*** SOURCE RECORDS Section Begins ***
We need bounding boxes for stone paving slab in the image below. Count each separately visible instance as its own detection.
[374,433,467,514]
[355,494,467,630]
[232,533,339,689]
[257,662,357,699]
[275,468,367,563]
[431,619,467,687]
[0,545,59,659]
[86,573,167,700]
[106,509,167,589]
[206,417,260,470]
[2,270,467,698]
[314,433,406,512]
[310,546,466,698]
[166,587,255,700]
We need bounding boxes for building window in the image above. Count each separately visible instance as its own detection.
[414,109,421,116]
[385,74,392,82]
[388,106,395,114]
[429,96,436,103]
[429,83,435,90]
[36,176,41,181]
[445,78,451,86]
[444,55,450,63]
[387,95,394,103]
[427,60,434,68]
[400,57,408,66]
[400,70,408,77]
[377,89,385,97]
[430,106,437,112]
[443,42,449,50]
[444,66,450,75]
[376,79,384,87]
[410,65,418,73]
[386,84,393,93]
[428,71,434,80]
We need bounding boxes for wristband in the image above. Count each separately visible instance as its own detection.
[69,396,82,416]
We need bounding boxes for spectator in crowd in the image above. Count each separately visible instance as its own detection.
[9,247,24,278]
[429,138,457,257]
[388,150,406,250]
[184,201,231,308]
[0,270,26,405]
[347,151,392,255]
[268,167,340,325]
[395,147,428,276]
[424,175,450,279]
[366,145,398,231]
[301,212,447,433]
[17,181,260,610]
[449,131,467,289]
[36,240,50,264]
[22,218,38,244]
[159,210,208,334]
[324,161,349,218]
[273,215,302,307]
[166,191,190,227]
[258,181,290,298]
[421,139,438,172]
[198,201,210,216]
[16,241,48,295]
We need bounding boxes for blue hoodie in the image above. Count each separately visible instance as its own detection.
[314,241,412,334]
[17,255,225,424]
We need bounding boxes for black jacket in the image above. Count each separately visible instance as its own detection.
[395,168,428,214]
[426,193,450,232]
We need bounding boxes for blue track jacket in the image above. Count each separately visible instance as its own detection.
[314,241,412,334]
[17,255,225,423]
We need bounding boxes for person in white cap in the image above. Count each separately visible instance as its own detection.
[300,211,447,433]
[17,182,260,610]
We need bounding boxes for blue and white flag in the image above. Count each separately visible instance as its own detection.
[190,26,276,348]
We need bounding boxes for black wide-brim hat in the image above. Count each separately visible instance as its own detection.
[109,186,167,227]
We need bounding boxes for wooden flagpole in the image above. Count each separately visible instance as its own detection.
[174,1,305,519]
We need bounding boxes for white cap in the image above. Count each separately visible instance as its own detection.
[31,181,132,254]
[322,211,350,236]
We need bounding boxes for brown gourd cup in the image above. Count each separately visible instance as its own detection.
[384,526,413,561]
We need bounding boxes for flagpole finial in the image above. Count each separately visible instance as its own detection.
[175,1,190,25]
*** SOURCE RECORDS Section Ends ***
WORK ITEM »
Repeat every entry exactly. Nothing may be dropped.

THE COMPLETED TASK »
We need bounding boxes for stone paving slab in the image below. Count each separately visible instance as its own detection.
[374,433,467,514]
[355,494,467,630]
[232,533,339,689]
[257,662,357,699]
[275,468,367,563]
[431,619,467,687]
[0,545,59,659]
[86,573,167,700]
[106,509,167,589]
[206,417,260,470]
[2,270,467,698]
[314,433,406,512]
[310,546,466,698]
[166,587,255,700]
We need bounding boxes for building window in the image above. Count each separately visible instance as its own detection.
[414,109,421,116]
[385,74,392,82]
[388,106,395,114]
[429,96,436,103]
[429,83,435,90]
[36,176,41,181]
[445,78,451,86]
[444,55,450,63]
[387,95,394,103]
[427,60,434,68]
[400,57,408,66]
[400,70,408,77]
[377,89,385,97]
[430,106,437,112]
[443,42,449,50]
[444,66,450,75]
[376,79,384,87]
[410,65,418,73]
[386,84,393,93]
[428,71,434,80]
We need bounding boxes for wristband in the image above. Count each separately visible instance as its own detection.
[69,396,82,416]
We need bounding boxes for spectator in crowd in the image above. Count each separately visible instance as its own detection.
[9,247,24,278]
[429,138,457,257]
[388,150,406,250]
[184,201,231,308]
[0,270,26,405]
[347,151,392,255]
[268,167,340,325]
[395,147,428,276]
[424,175,450,279]
[366,145,398,231]
[301,212,447,433]
[17,181,260,610]
[449,131,467,289]
[36,240,50,264]
[22,218,38,244]
[159,210,208,334]
[324,161,349,218]
[273,215,302,307]
[166,191,190,227]
[258,181,290,298]
[421,139,438,172]
[198,201,210,216]
[16,241,48,295]
We need bounding boxes for blue hoodie in the image above. Count each separately visible instance as its own detection.
[314,241,412,334]
[17,255,225,424]
We need bounding boxes for black jacket in the image above. Count each separately visible instance as its own detection.
[395,168,428,214]
[426,193,450,232]
We need bounding boxes for blue track jacket in the image above. Count each separately visible instance as its own detection.
[314,241,412,334]
[17,255,225,423]
We need bounding boxes for person in white cap in the image above. Count each separately visible instance as its own detection.
[300,211,447,433]
[17,182,260,610]
We need bounding boxes for blue and white flag in the image above. Count each separately visible instance as its own detection.
[190,26,276,348]
We need bounding boxes for black wide-brim hat in the image above. Count each separately visible instance as its own detection.
[109,186,167,227]
We need bounding boxes for wooden flagpole in the image above. Count each separately visible instance as its own detection.
[174,1,305,519]
We need bounding boxes for white cap in the image above. Count each separately visible instance as its own detection.
[31,181,132,254]
[322,211,350,236]
We need bounding boxes for brown gourd cup in the image above. Count each separately visible instance as its own detection.
[384,526,413,561]
We need bounding boxes for flagpole finial in the image above. Count each separately visible instance as its own detection.
[175,1,190,25]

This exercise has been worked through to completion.